* **WORK TO BE COMPLETED**
Copy the entries below word for word, starting with their first line and stopping after the line that contains "x=385 y=325".
▼
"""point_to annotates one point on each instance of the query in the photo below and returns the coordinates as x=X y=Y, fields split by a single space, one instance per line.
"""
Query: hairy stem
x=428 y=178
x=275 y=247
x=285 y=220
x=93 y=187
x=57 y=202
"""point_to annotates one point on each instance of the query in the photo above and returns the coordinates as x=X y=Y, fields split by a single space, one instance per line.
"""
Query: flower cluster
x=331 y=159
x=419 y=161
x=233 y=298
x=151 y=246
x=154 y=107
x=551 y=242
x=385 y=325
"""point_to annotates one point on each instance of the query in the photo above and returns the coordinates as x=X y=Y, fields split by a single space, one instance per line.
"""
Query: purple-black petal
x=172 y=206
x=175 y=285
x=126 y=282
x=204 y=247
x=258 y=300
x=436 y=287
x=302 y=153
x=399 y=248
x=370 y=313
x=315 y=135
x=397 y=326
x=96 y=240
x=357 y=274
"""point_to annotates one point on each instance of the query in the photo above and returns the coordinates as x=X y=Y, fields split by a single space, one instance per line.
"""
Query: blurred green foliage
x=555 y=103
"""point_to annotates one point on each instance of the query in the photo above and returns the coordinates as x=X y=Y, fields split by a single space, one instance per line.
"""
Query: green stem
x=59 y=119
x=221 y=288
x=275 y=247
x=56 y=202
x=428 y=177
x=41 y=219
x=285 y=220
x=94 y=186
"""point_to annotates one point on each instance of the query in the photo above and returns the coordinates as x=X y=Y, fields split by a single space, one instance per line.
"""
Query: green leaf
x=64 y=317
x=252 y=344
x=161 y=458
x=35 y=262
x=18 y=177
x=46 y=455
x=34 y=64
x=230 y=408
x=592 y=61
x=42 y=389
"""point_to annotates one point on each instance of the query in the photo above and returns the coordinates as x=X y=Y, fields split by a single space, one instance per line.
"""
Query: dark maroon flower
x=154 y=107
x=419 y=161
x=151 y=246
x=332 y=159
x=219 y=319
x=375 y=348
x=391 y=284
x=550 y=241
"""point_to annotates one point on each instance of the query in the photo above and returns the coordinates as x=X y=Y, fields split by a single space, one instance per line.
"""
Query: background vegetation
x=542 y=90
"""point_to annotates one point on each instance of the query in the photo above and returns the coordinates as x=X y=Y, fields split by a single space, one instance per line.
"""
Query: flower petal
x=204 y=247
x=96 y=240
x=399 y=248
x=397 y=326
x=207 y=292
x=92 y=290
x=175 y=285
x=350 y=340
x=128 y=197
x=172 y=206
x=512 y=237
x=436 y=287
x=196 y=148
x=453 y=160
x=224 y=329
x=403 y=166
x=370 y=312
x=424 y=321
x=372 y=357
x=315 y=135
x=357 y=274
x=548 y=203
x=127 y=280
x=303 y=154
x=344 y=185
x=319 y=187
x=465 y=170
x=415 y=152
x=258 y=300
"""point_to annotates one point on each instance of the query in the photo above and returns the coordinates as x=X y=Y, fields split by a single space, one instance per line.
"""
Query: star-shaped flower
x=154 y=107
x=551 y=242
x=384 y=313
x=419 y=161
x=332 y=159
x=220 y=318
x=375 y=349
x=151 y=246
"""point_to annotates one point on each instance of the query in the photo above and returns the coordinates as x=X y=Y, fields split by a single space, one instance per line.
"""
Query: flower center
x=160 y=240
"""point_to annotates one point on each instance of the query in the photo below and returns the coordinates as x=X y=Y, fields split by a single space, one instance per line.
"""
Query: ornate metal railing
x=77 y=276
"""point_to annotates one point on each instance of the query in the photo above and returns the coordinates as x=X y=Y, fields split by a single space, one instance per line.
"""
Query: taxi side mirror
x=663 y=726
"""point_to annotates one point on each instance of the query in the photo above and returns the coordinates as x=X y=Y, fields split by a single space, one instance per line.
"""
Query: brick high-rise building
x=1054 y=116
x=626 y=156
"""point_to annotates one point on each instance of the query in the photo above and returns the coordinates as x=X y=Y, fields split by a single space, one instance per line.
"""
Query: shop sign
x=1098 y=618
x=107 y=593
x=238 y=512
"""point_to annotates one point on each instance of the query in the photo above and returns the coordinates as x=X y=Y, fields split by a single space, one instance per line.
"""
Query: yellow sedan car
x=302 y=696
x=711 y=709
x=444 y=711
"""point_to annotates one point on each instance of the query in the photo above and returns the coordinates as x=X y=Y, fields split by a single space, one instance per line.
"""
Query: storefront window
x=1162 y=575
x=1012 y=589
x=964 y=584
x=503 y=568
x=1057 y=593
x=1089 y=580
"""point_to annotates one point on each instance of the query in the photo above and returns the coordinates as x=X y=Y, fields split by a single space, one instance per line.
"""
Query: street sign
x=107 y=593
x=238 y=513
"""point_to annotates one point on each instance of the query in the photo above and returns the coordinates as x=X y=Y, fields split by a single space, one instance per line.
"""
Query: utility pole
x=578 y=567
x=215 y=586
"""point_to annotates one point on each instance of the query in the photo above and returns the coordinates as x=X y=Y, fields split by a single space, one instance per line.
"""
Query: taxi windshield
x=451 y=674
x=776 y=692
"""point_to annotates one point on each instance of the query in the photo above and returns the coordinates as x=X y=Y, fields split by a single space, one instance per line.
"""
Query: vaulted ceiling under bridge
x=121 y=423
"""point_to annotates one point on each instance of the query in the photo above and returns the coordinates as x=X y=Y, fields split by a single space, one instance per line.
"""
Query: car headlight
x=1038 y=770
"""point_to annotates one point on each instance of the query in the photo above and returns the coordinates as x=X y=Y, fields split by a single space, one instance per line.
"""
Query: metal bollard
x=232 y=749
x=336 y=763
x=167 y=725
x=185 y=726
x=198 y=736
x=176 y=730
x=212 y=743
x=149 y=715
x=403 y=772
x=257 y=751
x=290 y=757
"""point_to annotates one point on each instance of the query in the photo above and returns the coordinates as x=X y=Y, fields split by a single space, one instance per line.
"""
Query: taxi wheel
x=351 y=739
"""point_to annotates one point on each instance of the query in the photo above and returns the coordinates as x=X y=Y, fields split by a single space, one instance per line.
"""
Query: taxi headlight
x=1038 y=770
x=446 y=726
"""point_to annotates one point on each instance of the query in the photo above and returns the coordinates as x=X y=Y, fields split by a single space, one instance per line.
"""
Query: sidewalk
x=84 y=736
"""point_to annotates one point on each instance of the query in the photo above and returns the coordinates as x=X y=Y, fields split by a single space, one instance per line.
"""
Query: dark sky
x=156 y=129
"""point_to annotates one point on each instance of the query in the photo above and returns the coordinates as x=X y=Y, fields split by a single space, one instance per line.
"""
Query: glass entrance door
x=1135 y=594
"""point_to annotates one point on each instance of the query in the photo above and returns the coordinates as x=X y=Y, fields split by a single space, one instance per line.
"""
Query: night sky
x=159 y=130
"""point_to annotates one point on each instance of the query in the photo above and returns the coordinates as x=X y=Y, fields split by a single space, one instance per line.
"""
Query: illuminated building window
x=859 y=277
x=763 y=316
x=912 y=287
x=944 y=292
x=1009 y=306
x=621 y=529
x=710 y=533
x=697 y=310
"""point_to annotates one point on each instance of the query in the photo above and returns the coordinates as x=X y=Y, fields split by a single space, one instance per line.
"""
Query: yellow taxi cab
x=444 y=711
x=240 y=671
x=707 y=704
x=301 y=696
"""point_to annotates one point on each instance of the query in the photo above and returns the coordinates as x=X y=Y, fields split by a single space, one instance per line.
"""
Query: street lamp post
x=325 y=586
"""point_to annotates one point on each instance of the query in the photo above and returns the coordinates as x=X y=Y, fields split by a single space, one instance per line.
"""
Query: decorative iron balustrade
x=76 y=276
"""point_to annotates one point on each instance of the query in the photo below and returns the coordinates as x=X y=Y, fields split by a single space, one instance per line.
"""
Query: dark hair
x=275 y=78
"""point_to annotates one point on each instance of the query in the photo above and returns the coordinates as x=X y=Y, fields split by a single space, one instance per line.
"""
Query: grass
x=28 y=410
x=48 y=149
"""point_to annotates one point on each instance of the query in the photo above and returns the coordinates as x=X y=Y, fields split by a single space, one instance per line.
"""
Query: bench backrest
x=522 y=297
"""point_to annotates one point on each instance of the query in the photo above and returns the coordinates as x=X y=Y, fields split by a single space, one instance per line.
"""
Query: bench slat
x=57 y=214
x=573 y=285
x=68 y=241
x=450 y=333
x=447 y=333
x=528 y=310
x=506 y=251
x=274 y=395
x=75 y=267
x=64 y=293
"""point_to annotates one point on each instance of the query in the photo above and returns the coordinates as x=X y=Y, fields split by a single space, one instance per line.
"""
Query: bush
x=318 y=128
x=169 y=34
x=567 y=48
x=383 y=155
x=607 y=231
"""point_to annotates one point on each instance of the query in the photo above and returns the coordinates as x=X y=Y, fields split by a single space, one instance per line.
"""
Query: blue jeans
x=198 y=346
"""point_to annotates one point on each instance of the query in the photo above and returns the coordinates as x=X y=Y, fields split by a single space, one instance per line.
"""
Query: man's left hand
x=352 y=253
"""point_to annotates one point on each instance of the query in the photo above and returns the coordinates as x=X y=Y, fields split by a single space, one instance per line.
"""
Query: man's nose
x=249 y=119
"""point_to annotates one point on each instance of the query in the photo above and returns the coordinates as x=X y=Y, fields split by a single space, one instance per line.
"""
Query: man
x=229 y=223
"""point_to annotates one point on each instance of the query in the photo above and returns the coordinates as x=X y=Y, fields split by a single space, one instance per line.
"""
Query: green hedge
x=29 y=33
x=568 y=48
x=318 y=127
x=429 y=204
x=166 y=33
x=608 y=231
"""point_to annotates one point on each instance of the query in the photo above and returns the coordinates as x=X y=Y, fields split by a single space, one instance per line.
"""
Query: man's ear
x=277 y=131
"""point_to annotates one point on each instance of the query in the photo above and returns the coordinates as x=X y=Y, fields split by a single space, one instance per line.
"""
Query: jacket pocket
▲
* **RESULT FOR THIS TASK**
"""point_to annotates one point on each instance of the query in the photo below and returns the coordinates as x=X y=Y, fields split by a single space, one instance per line.
"""
Query: hairy stem
x=428 y=178
x=275 y=247
x=285 y=220
x=93 y=187
x=57 y=202
"""point_to annotates one point on each instance of the query in the photo above and returns the coordinates as x=X y=Y, fields split by a single space, one instance per line.
"""
Query: flower cluster
x=331 y=159
x=419 y=161
x=233 y=298
x=151 y=246
x=154 y=107
x=551 y=242
x=385 y=325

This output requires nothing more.